— TEXT EXTRACT —
>>>>>
Insights | South African Scholar: BRI promises greener future

2023-09-26 Editor : Zhao Li ECNS App Download

By Lin Zhuowei

(ECNS)— “So I think that the initiative that China has taken in terms of building that infrastructure, and it takes a while, will be a game changer in terms of assisting to bridge the gap between the two continents (Asia and Africa),” Dr. Farhana Paruk, head of Client Engagement at Gordan Institute of Business Science (GIBS) at the University of Pretoria and a former fellow at the Weatherhead Center for International Affairs at Harvard University, spoke positively on the outlook of the Belt and Road Initiative in South Africa and the wider African continent during an exclusive interview recently with China News Network.

Linking Asian and African countries,

Green Silk Road shows great potential

“You know, when you link and you bring in infrastructure, what happens?” asked Paruk, “we can go back to the historical Silk Road and see how that brought countries and communities together.”
<<<<<
— TASK LIST —
1) According to the article, which news outlet conducted the interview with Dr. Farhana Paruk?
2) Retype the article from "Insights | South" up to and including "China News Network.".

(Labeled region records)
>>>>>
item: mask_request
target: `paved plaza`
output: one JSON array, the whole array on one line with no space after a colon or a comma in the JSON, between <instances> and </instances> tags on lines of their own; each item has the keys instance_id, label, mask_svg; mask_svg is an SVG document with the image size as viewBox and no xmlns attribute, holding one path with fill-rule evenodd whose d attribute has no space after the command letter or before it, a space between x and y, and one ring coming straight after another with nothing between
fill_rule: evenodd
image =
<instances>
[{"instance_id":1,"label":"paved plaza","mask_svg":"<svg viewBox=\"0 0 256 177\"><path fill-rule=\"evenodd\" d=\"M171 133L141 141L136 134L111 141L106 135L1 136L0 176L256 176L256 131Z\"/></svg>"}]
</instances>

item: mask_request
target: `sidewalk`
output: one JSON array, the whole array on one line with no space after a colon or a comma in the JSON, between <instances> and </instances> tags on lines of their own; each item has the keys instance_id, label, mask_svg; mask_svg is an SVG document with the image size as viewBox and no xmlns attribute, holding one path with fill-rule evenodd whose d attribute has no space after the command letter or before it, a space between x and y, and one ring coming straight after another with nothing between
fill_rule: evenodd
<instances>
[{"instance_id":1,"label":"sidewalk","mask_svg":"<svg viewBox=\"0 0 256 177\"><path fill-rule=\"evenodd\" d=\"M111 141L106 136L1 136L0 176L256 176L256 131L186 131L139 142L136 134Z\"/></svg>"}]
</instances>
<<<<<
— RESULTS BY TASK —
1) China News Network

2)
Insights | South African Scholar: BRI promises greener future

2023-09-26 Editor : Zhao Li ECNS App Download

By Lin Zhuowei

(ECNS)— “So I think that the initiative that China has taken in terms of building that infrastructure, and it takes a while, will be a game changer in terms of assisting to bridge the gap between the two continents (Asia and Africa),” Dr. Farhana Paruk, head of Client Engagement at Gordan Institute of Business Science (GIBS) at the University of Pretoria and a former fellow at the Weatherhead Center for International Affairs at Harvard University, spoke positively on the outlook of the Belt and Road Initiative in South Africa and the wider African continent during an exclusive interview recently with China News Network.